* begin *

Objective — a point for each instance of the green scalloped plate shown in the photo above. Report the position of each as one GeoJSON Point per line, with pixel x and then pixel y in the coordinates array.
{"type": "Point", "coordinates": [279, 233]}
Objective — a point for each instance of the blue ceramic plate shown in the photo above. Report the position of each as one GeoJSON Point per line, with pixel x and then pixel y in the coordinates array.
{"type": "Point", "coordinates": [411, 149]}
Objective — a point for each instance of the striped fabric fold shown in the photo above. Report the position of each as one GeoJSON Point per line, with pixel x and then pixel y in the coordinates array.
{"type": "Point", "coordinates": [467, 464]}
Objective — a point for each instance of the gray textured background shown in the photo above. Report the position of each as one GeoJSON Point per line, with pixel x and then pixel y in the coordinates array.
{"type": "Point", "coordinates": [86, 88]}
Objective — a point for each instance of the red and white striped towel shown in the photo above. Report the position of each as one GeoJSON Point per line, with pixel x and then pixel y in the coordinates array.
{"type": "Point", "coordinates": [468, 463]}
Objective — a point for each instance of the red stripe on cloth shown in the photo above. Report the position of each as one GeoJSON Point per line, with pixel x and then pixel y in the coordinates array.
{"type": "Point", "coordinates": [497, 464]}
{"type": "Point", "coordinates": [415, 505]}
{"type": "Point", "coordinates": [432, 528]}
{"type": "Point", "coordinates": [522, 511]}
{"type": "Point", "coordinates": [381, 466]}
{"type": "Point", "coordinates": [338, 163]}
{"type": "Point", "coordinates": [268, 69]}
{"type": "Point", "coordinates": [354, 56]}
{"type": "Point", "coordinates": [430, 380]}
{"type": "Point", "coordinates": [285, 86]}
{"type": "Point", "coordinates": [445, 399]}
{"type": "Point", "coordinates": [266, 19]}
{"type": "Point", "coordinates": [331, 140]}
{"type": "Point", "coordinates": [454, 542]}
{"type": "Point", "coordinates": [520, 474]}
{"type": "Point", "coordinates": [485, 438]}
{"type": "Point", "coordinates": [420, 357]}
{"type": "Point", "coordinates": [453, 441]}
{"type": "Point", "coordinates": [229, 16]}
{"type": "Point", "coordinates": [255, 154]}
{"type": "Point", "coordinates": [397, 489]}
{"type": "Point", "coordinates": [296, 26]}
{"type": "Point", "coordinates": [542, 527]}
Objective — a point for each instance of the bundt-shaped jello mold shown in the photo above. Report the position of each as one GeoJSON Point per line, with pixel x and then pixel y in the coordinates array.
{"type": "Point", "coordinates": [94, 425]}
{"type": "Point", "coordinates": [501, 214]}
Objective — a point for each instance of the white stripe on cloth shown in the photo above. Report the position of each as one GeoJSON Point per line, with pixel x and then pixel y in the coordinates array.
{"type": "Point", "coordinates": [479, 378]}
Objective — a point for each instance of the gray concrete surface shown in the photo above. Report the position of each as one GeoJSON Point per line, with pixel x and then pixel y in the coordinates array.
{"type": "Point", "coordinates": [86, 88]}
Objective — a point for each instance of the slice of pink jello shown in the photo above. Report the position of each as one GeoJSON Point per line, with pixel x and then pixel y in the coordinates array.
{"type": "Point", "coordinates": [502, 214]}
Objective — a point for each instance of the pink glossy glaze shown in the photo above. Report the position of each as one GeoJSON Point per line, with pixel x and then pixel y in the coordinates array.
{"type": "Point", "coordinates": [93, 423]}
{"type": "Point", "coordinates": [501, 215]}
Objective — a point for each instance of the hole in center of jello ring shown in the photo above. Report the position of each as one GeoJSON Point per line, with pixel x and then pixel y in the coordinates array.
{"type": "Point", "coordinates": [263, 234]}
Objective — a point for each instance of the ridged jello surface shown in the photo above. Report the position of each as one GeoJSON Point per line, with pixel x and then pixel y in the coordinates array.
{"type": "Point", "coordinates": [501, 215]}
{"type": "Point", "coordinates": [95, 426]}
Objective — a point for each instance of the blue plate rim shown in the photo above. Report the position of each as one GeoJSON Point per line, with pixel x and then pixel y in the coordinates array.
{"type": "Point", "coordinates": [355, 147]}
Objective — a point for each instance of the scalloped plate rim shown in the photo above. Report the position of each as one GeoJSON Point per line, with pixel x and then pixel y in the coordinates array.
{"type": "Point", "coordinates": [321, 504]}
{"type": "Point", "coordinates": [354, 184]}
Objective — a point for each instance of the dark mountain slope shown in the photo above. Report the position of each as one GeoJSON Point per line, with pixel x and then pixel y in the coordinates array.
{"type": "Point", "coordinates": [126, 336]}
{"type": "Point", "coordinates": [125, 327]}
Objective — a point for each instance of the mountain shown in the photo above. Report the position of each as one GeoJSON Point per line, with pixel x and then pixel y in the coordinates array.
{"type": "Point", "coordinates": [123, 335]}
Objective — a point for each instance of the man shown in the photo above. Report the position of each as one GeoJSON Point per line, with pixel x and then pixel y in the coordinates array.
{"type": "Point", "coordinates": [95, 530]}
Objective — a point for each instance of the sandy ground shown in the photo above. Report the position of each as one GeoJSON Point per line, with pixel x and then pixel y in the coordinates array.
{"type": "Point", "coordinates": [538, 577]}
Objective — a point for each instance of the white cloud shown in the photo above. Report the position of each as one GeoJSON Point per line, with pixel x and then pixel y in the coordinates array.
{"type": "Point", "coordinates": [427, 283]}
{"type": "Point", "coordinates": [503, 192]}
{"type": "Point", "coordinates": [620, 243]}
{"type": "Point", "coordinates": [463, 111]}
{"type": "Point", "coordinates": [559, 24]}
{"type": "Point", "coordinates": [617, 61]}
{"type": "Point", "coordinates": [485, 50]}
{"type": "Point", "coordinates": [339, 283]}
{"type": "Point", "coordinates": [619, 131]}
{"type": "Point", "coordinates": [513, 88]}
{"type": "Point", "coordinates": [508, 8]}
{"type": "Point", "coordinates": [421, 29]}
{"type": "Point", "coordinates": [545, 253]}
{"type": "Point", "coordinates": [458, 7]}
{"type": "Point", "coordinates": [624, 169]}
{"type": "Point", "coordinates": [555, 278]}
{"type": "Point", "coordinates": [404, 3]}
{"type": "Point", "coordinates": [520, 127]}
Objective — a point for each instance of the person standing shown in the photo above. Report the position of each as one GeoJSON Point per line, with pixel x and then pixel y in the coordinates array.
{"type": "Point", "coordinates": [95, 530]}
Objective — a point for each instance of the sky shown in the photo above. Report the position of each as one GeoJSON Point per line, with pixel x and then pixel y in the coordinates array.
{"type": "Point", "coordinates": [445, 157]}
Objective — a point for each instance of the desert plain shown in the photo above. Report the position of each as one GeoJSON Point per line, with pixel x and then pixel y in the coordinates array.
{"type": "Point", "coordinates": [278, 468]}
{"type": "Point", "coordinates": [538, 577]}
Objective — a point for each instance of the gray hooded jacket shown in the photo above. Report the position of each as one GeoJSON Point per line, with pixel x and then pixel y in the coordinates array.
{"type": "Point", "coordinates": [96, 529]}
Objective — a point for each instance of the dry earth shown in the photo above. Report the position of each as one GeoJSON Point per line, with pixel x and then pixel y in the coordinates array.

* end *

### Task goal
What are the lines from the one with "Objective — a point for each instance of the person" through the last line of the records above? Quote them exactly and add nothing.

### Complete output
Objective — a point for each instance of the person standing shown in the photo above. Report the position of each as one GeoJSON Point per line, with pixel x and then pixel y in the coordinates array.
{"type": "Point", "coordinates": [95, 530]}
Objective — a point for each instance of the sky shown in the photo above. Report the position of each as one GeoJSON Point per line, with pixel x and then pixel y in the coordinates array.
{"type": "Point", "coordinates": [445, 157]}
Objective — a point for each instance of the desert plain shown in the photo above. Report the position of each as one GeoJSON Point per line, with pixel x and then pixel y in the coordinates array.
{"type": "Point", "coordinates": [278, 468]}
{"type": "Point", "coordinates": [538, 577]}
Objective — a point for each instance of the gray hooded jacket shown in the photo above. Report the position of each as one GeoJSON Point per line, with pixel x and then pixel y in the coordinates array.
{"type": "Point", "coordinates": [96, 529]}
Objective — a point for each instance of the dry earth shown in the photo above. Report the position of each as one GeoJSON Point per line, with pixel x and then pixel y in the coordinates array.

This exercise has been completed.